Document excerpt »
--- Start ---

# stereo turns off when too loud



## 87gbody (Dec 20, 2007)

one of my friends has 2 l7's , a jbl2000w amp, a cap, and 0 gauge wire. when it is turned up all the way the deck and the subs shut off. it has the stock battery and alternator. would a better battery fix this?


----------



## PICAZZO (Mar 1, 2006)

Maybe the amp is just not powerful enough to push the speakers and it times off...
I'm by far a professional in the car audio section, but its a possiblity, also I would suggest an upgrade on the battery, its always a plus.


----------



## hearse (Oct 20, 2005)

pulling more juice then he has would be my guess :dunno:


----------



## corona19 (Aug 3, 2006)

--- End ---

Aim A »
In the records, start at the line that has "Mark every instance of the girl's" and stop at the end of the records. Write those lines out again, switching "ruffled pink collar" to "frilled pink collar" and leaving everything else as it is.
The records come from a separate source and have no connection to the forum thread.

Data to use »
--- Start ---

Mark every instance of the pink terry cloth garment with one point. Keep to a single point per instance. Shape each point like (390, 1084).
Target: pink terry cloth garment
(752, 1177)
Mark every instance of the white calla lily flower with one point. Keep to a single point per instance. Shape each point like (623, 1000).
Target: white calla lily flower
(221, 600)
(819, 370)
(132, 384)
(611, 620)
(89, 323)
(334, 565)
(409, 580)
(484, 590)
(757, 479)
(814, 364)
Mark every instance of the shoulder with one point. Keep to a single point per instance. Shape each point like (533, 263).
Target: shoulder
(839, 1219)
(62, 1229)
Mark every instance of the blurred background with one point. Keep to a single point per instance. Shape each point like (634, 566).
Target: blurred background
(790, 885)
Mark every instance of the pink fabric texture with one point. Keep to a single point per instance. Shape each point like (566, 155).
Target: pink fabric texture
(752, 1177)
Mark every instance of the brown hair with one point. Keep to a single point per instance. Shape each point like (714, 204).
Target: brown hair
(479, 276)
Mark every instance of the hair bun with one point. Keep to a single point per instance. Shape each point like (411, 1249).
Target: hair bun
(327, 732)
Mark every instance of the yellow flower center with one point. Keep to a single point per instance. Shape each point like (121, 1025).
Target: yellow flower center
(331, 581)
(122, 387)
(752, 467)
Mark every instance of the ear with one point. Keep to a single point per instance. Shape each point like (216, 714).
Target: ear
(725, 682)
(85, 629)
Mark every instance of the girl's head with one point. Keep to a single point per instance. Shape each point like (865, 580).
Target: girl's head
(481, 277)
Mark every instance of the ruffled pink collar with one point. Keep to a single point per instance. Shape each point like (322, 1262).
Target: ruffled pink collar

--- End ---

Aim B »
Condense the paragraph in the forum thread about the stereo shutting off that begins "one of my friends has 2 l7's" into a short list that keeps its main facts.

Final result A »
Mark every instance of the girl's head with one point. Keep to a single point per instance. Shape each point like (865, 580).
Target: girl's head
(481, 277)
Mark every instance of the frilled pink collar with one point. Keep to a single point per instance. Shape each point like (322, 1262).
Target: frilled pink collar

Final result B »
- Setup: two L7s, a JBL 2000W amp, a cap and 0-gauge wire
- Problem: at full volume, the deck and the subs shut off
- Electrical: stock battery and alternator
- Question: would a better battery fix this?